_TASK TO CARRY OUT:_ Would you restate the entries below word for word, leaving out the images?

[Referring expression pointing data]
::::::::

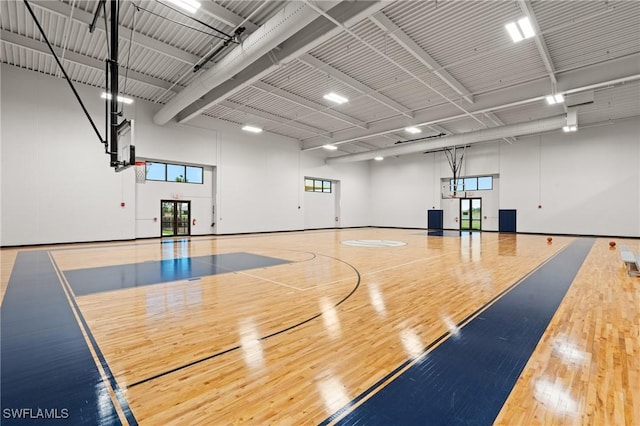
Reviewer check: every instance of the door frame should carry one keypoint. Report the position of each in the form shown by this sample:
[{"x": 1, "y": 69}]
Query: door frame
[
  {"x": 175, "y": 218},
  {"x": 470, "y": 213}
]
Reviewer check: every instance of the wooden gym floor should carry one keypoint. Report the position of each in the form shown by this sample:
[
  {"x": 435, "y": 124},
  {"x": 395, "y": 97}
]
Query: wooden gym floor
[{"x": 300, "y": 328}]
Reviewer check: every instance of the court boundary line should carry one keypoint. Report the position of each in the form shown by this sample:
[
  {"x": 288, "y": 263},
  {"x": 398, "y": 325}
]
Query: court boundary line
[
  {"x": 284, "y": 330},
  {"x": 111, "y": 380},
  {"x": 393, "y": 374}
]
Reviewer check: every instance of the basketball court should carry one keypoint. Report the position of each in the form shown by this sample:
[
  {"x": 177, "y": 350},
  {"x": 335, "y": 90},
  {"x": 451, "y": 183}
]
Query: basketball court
[{"x": 300, "y": 327}]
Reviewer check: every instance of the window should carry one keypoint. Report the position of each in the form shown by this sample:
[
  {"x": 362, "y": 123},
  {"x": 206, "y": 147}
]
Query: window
[
  {"x": 308, "y": 185},
  {"x": 470, "y": 184},
  {"x": 478, "y": 183},
  {"x": 174, "y": 173},
  {"x": 485, "y": 182},
  {"x": 317, "y": 185},
  {"x": 156, "y": 171}
]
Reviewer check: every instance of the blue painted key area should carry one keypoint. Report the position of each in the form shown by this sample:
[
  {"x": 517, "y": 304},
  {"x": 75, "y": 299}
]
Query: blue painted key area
[
  {"x": 466, "y": 380},
  {"x": 118, "y": 277},
  {"x": 48, "y": 373}
]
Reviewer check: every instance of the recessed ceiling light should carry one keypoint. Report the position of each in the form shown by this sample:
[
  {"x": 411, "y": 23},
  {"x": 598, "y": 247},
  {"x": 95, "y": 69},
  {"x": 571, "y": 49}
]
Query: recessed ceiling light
[
  {"x": 333, "y": 97},
  {"x": 555, "y": 99},
  {"x": 251, "y": 129},
  {"x": 122, "y": 99},
  {"x": 526, "y": 28},
  {"x": 189, "y": 5},
  {"x": 523, "y": 29}
]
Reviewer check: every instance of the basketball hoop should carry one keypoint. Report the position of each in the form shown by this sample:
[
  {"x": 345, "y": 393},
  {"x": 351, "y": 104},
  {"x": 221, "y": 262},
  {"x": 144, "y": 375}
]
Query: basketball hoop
[{"x": 141, "y": 172}]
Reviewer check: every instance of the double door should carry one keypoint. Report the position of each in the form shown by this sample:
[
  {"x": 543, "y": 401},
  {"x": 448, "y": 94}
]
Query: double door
[
  {"x": 176, "y": 218},
  {"x": 471, "y": 214}
]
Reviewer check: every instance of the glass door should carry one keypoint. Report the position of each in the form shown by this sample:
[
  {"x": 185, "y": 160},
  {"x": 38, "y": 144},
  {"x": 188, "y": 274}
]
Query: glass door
[
  {"x": 176, "y": 218},
  {"x": 470, "y": 214}
]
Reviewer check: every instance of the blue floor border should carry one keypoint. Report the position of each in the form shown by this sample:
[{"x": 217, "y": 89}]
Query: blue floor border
[
  {"x": 467, "y": 379},
  {"x": 48, "y": 372}
]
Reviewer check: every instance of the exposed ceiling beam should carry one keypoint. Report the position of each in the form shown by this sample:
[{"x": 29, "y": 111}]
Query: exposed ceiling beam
[
  {"x": 420, "y": 54},
  {"x": 299, "y": 100},
  {"x": 483, "y": 135},
  {"x": 439, "y": 129},
  {"x": 311, "y": 36},
  {"x": 616, "y": 71},
  {"x": 140, "y": 39},
  {"x": 526, "y": 8},
  {"x": 495, "y": 120},
  {"x": 70, "y": 56},
  {"x": 226, "y": 16},
  {"x": 355, "y": 84},
  {"x": 275, "y": 118}
]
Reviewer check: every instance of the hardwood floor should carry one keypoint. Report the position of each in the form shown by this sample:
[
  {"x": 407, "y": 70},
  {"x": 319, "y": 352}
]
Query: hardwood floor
[{"x": 296, "y": 342}]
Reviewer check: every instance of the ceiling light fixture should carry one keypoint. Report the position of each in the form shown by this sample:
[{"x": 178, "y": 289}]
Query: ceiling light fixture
[
  {"x": 520, "y": 30},
  {"x": 122, "y": 99},
  {"x": 555, "y": 99},
  {"x": 333, "y": 97},
  {"x": 572, "y": 120},
  {"x": 190, "y": 6},
  {"x": 251, "y": 129}
]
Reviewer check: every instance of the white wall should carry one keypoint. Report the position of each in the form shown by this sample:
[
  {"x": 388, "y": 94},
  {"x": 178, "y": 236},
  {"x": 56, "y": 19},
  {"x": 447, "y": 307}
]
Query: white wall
[
  {"x": 320, "y": 209},
  {"x": 587, "y": 183},
  {"x": 57, "y": 185},
  {"x": 149, "y": 195},
  {"x": 353, "y": 192}
]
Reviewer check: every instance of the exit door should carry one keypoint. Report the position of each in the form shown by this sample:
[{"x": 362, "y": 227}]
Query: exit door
[
  {"x": 176, "y": 218},
  {"x": 470, "y": 214}
]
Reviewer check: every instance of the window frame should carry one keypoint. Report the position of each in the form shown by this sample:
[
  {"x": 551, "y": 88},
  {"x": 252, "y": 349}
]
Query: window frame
[
  {"x": 320, "y": 186},
  {"x": 166, "y": 174}
]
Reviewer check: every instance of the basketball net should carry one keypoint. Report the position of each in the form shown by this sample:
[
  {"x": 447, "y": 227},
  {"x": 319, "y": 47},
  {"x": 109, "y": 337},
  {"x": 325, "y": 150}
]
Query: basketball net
[{"x": 141, "y": 172}]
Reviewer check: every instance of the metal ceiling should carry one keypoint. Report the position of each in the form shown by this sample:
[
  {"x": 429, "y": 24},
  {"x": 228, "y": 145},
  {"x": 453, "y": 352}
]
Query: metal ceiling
[{"x": 446, "y": 64}]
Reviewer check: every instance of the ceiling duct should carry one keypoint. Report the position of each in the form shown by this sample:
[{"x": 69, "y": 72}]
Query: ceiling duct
[{"x": 494, "y": 133}]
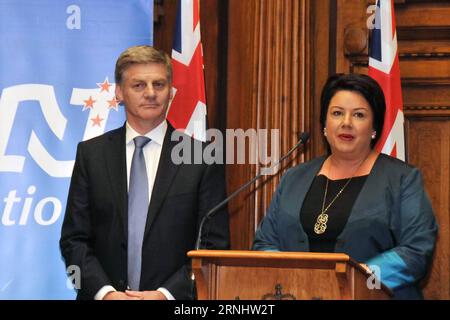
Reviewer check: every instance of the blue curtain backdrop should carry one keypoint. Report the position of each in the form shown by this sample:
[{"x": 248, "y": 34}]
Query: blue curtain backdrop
[{"x": 56, "y": 88}]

::::::::

_TASK RESULT:_
Reviewer check: every instance of the door frame should carry one keypoint. Report the position of each in the form shown by this sample:
[{"x": 1, "y": 69}]
Query: door frame
[
  {"x": 175, "y": 218},
  {"x": 470, "y": 213}
]
Reviewer check: every instance of the wooden gym floor should carry one keypoint. Report the position of each in the form shown by this sample:
[
  {"x": 435, "y": 124},
  {"x": 395, "y": 97}
]
Query: wooden gym floor
[{"x": 300, "y": 328}]
Reviewer check: every instance of the court boundary line should carry one keypoint. Report the position of each in the form shown by this sample:
[
  {"x": 288, "y": 263},
  {"x": 398, "y": 325}
]
Query: court boundary line
[
  {"x": 284, "y": 330},
  {"x": 111, "y": 380},
  {"x": 393, "y": 374}
]
Reviewer check: every instance of the basketball court should carry one keypoint. Report the position of each in the form shown by this sample:
[
  {"x": 177, "y": 350},
  {"x": 335, "y": 90},
  {"x": 451, "y": 183}
]
Query: basketball court
[{"x": 300, "y": 327}]
Reviewer check: every instance of the window should carry one keypoint. Report the position of each in the form shown by this sample:
[
  {"x": 362, "y": 123},
  {"x": 206, "y": 147}
]
Query: window
[
  {"x": 308, "y": 185},
  {"x": 470, "y": 184},
  {"x": 478, "y": 183},
  {"x": 174, "y": 173},
  {"x": 485, "y": 182},
  {"x": 317, "y": 185},
  {"x": 156, "y": 171}
]
Reviewer check: every instance of the blue painted key area should carry one keypoint. Report the position of each in the form shown by this sample:
[
  {"x": 517, "y": 304},
  {"x": 75, "y": 299}
]
Query: blue painted key area
[
  {"x": 466, "y": 380},
  {"x": 118, "y": 277},
  {"x": 48, "y": 373}
]
Reviewer check: every instance of the recessed ceiling light should carry one keypoint. Report the position of each in the form shown by this sample:
[
  {"x": 411, "y": 23},
  {"x": 598, "y": 247},
  {"x": 95, "y": 69},
  {"x": 571, "y": 49}
]
Query: recessed ceiling light
[
  {"x": 333, "y": 97},
  {"x": 555, "y": 99},
  {"x": 251, "y": 129},
  {"x": 122, "y": 99},
  {"x": 526, "y": 28},
  {"x": 189, "y": 5},
  {"x": 523, "y": 29}
]
Reviewer check: every instance of the basketball hoop should carry one keypoint. Report the position of each in the form shown by this sample:
[
  {"x": 345, "y": 393},
  {"x": 351, "y": 104},
  {"x": 221, "y": 262},
  {"x": 144, "y": 375}
]
Query: basketball hoop
[{"x": 141, "y": 172}]
Reviewer check: every instance of the double door should carry one keypoint. Report the position of each in the form shown by this sample:
[
  {"x": 543, "y": 401},
  {"x": 448, "y": 94}
]
Query: double door
[
  {"x": 176, "y": 218},
  {"x": 471, "y": 214}
]
Reviewer check: every instance of the glass door should carry one keypoint. Report the position of each in the form shown by this sample:
[
  {"x": 185, "y": 160},
  {"x": 38, "y": 144},
  {"x": 188, "y": 274}
]
Query: glass door
[
  {"x": 176, "y": 218},
  {"x": 470, "y": 214}
]
Reviewer check: every instance of the blue floor border should carry one keypoint. Report the position of each in the form shown by this sample:
[{"x": 217, "y": 89}]
Query: blue floor border
[
  {"x": 467, "y": 379},
  {"x": 48, "y": 372}
]
Reviewer check: every instance of the exposed ceiling beam should carry one keypoint. Report the position of each in the form shown by this sample:
[{"x": 29, "y": 111}]
Query: exposed ceiling beam
[
  {"x": 420, "y": 54},
  {"x": 299, "y": 100},
  {"x": 483, "y": 135},
  {"x": 439, "y": 129},
  {"x": 311, "y": 36},
  {"x": 616, "y": 71},
  {"x": 140, "y": 39},
  {"x": 526, "y": 8},
  {"x": 495, "y": 120},
  {"x": 70, "y": 56},
  {"x": 226, "y": 16},
  {"x": 355, "y": 84},
  {"x": 275, "y": 118}
]
Reviewer check: every instance of the hardwood floor should carry one keypoint. Report the position of each in the form shown by this sample:
[
  {"x": 407, "y": 70},
  {"x": 319, "y": 352}
]
Query: hardwood floor
[{"x": 296, "y": 342}]
Reviewer check: every instance of the ceiling light fixture should carry one keypoint. Report the position of each in the form shown by this sample:
[{"x": 178, "y": 289}]
Query: ceiling light fixture
[
  {"x": 520, "y": 30},
  {"x": 122, "y": 99},
  {"x": 555, "y": 99},
  {"x": 333, "y": 97},
  {"x": 572, "y": 120},
  {"x": 190, "y": 6},
  {"x": 251, "y": 129}
]
Reviewer check: every instance of the white wall should carry one keypoint. Report the position of each in the form shown by this sample:
[
  {"x": 388, "y": 94},
  {"x": 178, "y": 236},
  {"x": 56, "y": 19},
  {"x": 447, "y": 307}
]
Query: white wall
[
  {"x": 320, "y": 209},
  {"x": 587, "y": 183},
  {"x": 57, "y": 185},
  {"x": 149, "y": 195},
  {"x": 353, "y": 192}
]
Reviewer check: every instance of the exit door should carry one keypoint. Report the position of each in the form shown by this sample:
[{"x": 362, "y": 227}]
Query: exit door
[
  {"x": 176, "y": 218},
  {"x": 470, "y": 214}
]
Reviewer check: every instance of the window frame should carry one keypoint. Report the position of each in the form shown by this sample:
[
  {"x": 551, "y": 88},
  {"x": 252, "y": 349}
]
Query: window frame
[
  {"x": 320, "y": 186},
  {"x": 166, "y": 174}
]
Reviewer check: every instance of the basketball net should carry one keypoint. Report the position of each in the form shown by this sample:
[
  {"x": 447, "y": 227},
  {"x": 319, "y": 47},
  {"x": 109, "y": 337},
  {"x": 325, "y": 150}
]
Query: basketball net
[{"x": 141, "y": 172}]
Reviewer check: every instance of the metal ceiling should carry one keypoint. Report the position of each in the form shown by this sample:
[
  {"x": 429, "y": 24},
  {"x": 228, "y": 145},
  {"x": 453, "y": 352}
]
Query: metal ceiling
[{"x": 446, "y": 64}]
Reviewer check: every instance of the ceiling duct should carry one keypoint. Report the position of each in the form shown by this sample:
[{"x": 69, "y": 72}]
Query: ceiling duct
[{"x": 494, "y": 133}]
Reviewer check: every instance of the blue curtain backdrop should carry one keypoint. Report the position of each in the form shown by this sample:
[{"x": 248, "y": 34}]
Query: blue curtain backdrop
[{"x": 56, "y": 88}]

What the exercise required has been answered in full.